Première unité française à être employée en dehors du théâtre d'A.F.N. dans l'étape préliminaire de la reconquête de l'Europe, le 4e Tabor du commandant Verlet dans une suite d'actions habiles et hardies par la montagne et en dehors des axes, y prouvera à nouveau l'allant et l'efficacité des Goums, arrachant en même temps l'estime des régiments de l'U.S. Army engagés à ses côtés. Ces exploits répétés en Tunisie et en Sicile, emportèrent la conviction des Américains sur l'intérêt et l'opportunité d'utiliser cette troupe atypique pour le reste de la campagne en Europe. Aussi accueilleront-ils favorablement la demande du général Giraud sollicitant l'armement et l'équipement de quatre groupements de Tabors, les 1er, 2e, 3e et 4e G.T.M. pour la poursuite des opérations sur le continent européen.
C'est cette décision qui va alors donner aux Goums Marocains la possibilité non seulement de mieux se faire connaître mais surtout de poursuivre durant plus de dix années leur extraordinaire épopée déjà évoquée qui, par les champs de bataille européens et l'Indochine, les ramèneront par l'Algérie au Maroc où l'indépendance venue, ils seront transférés aux Forces Armées Royales Marocaines.
Face à l'histoire, ils auront été l'un des plus beaux fleurons de l'armée française d'Afrique.


Bastia : les goumiers patrouillent


« Qu'en dira-t-on » et Fidélité

Durant les opérations en Europe, les goumiers, s'ils ne laissèrent indifférents aucune des populations rencontrées, furent diversement jugés par elles. Craints ou accueillis en libérateurs, ils furent reconnus pour des preux ou accusés parfois des sévices les plus graves.
◆ ◆ ◆ ◆
** Exercices à faire **
1 - D'après l'extrait sur les Goums marocains, pour quels groupements de Tabors le général Giraud a-t-il sollicité l'armement et l'équipement ?
2 - Prolongez l'extrait sur les Goums marocains à la suite de sa dernière phrase.

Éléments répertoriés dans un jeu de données
◆ ◆ ◆ ◆
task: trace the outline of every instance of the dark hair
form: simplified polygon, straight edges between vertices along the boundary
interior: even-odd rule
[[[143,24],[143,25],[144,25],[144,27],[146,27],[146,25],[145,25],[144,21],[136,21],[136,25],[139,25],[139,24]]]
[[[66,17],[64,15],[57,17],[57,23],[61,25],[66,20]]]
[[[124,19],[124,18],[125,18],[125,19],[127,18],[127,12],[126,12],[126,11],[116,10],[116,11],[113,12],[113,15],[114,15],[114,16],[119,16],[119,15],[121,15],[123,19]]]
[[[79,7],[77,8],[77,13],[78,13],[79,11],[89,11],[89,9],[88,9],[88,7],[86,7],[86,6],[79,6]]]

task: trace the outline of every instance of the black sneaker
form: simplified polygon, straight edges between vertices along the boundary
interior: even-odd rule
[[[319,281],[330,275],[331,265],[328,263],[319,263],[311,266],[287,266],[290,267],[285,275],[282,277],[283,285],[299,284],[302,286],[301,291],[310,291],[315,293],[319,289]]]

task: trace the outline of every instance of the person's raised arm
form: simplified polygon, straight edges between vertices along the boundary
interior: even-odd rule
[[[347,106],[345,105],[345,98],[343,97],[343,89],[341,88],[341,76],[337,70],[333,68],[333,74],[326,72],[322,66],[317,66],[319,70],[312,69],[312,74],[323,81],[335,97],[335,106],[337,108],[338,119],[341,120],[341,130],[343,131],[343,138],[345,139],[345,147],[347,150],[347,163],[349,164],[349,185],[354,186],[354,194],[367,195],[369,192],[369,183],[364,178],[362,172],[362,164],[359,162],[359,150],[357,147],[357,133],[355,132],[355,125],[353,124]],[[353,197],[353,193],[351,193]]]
◆ ◆ ◆ ◆
** Réponses dans l'ordre **
1 - Pour les 1er, 2e, 3e et 4e G.T.M.

2 -
Il est certes compréhensible à cet égard que de pauvres populations, terrées dans des grottes et après des journées de bombardements d'artillerie ou d'aviation, aient ressenti une peur panique à la vue imprévisible de ces « moines barbus » couverts de poussière, armés jusqu'aux dents avec poignard au côté, surgissant pour les libérer.
Mais il faut tout autant affirmer que dans la réalité l'attitude et le comportement de ces hommes à la naturelle noblesse de sentiments, furent pratiquement toujours marqués par une exigeante discipline voulue et imposée par leurs cadres; tout manquement ou flagrant délit sur les personnes étant sanctionné avec la dernière rigueur.
Les populations chez qui ils ont le plus longuement séjourné, en particulier alsacienne et vosgienne, purent rapidement apprécier leurs qualités et se souviennent encore de leur présence, de leur gentillesse vis-à-vis des enfants, mais aussi du sacrifice de beaucoup d'entre eux.
Le monument érigé à la Croix des Moinats, au cœur du massif montagneux des Vosges, témoigne fidèlement de leur reconnaissance.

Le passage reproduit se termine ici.